**READING TEXT:**

Whilst the commercialisation of these occasions can get in the way of the true sentiments I am all for having a special day in the calendar to celebrate all that Mothers have done and continue to do for us.

We all have a Mother and to have a special day where we can all stop and say thank you Mum I love you is a truly special thing. Even if she has passed, you can still stop and think of her and all that she did for you. Sad as it maybe to have lost her, you don't loose the love, or the memories.

Especially for young children, making the cards at school, finally being old enough to take her breakfast in bed, picking a flower from the garden etc, is a really beautiful thing. They give us life, look after us, feed and clothe us, change our nappies, take care of us when we are sick, so to have one day in the year when we can thank them for this, think of them and show them we care is a beautiful thing.

And whilst be it through choice, circumstance or even lack of opportunity if someone is not a Mother, yet has that desire, you can still be Motherly and show love and kindness to people who are not your offspring.
 
Well I guess qvc is a business and the name of their game is to make money so I don't think it's not unexpected that they market mothers day or Fathers Day.
I lost my father to cancer 5 years ago and whilst it's an emotional time on Fathers Day, I think about the memories and embrace my husbands day with his father and son.
I totally understand where people are coming from when you have that huge hole in your life but we can't shy away from other people wanting to celebrate special days.
As for q, well I don't think we should take their marketing too personally xxxx
 
QVC are out to make money so whether they upset half the population who wouldn't buy anything anyway (include me) doesn't bother them. They're looking for marketing opportunities, plain and simple. Personally I can't stand the blatant commercialization and assumption that everyone should (a) have someone to buy for and (b) be buying something, but I'm afraid it's here to stay. But it's very hard for people who've suffered loss of whatever kind, so my sympathies.

**DATA LISTING:**

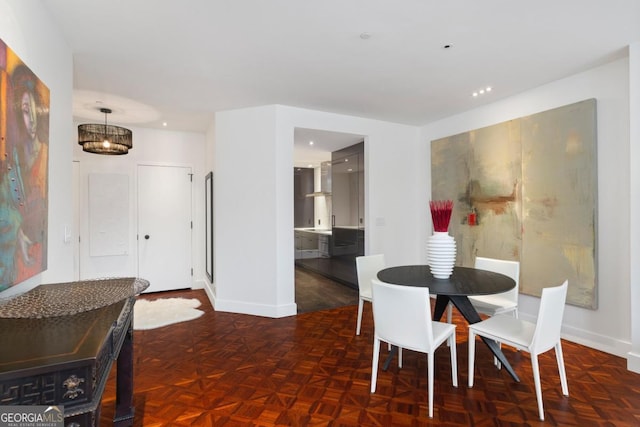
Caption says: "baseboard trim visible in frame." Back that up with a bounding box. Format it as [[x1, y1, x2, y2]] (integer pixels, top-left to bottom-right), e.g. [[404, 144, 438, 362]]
[[627, 351, 640, 374]]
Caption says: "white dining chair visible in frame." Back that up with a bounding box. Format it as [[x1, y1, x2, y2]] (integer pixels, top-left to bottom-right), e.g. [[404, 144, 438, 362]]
[[356, 254, 385, 335], [468, 280, 569, 421], [371, 279, 458, 418], [469, 257, 520, 318]]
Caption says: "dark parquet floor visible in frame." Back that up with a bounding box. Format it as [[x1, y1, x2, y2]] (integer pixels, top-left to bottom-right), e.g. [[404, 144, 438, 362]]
[[100, 280, 640, 427]]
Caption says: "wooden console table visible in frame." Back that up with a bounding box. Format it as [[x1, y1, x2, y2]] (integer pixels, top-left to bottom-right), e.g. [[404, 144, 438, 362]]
[[0, 278, 149, 427]]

**TASKS TO COMPLETE:**
a) In the Mother's Day posts, how long ago did the writer lose their father to cancer?
b) Carry on the Mother's Day posts from their last sentence.
The rows have nothing to do with what is asked here.

**PER-TASK OUTPUTS:**
a) Five years ago.

b)
 
Parents/grandparents days etc are a bit weird for me for assorted reasons but it doesn't really bother me on a personal level to see them being promoted. I sympathise totally with people who've lost their relatives and are upset by the reminder, though, it's no wonder that it can make things difficult. It must be so sad to be reminded of other people still having that person when you've lost yours.
 
I'm not a big fan of Mothers Day. I don't have any children but I do have a Mum. I just think that, along with Fathers Day, Valentines Day, Halloween etc. are all too commercial. It's a way of the general public spending money unnecessarily in my opinion. I do however, of course, buy my Mother a present and get her a card. I always have done since being a child and wouldn't stop now, as I don't want to hurt her feelings. However, this year will be the first year I have thought about what to buy her rather than ask her if there is anything she wants (which is what we do in my family).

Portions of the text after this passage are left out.